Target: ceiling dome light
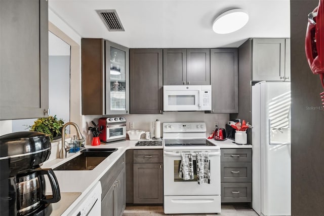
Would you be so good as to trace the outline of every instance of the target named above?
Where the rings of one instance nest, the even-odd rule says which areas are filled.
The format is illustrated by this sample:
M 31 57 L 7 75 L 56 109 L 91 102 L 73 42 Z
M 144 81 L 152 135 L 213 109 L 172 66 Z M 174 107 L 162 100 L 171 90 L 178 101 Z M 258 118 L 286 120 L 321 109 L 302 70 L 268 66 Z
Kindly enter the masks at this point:
M 249 21 L 248 13 L 242 9 L 233 9 L 219 15 L 214 22 L 213 30 L 219 34 L 237 31 Z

────────────────────────────────────────

◆ Written instruction
Could you rewrite the rows above so that every "instance" becomes "occurrence" and nothing else changes? Leave the pictures out.

◆ Solution to this task
Target: ceiling dome light
Would you be so good as to trace the outline of every occurrence of the target named above?
Where the rings of one occurrence nest, the even-odd rule says which areas are filled.
The format is illustrated by this sample:
M 31 57 L 7 75 L 56 109 L 91 102 L 73 42 Z
M 144 81 L 152 135 L 213 109 L 172 66 Z M 174 107 L 162 100 L 171 90 L 178 101 Z M 258 118 L 286 120 L 321 109 L 302 70 L 268 66 Z
Kindly enter the masks at this point:
M 249 21 L 248 13 L 242 9 L 233 9 L 219 15 L 214 22 L 213 30 L 219 34 L 237 31 Z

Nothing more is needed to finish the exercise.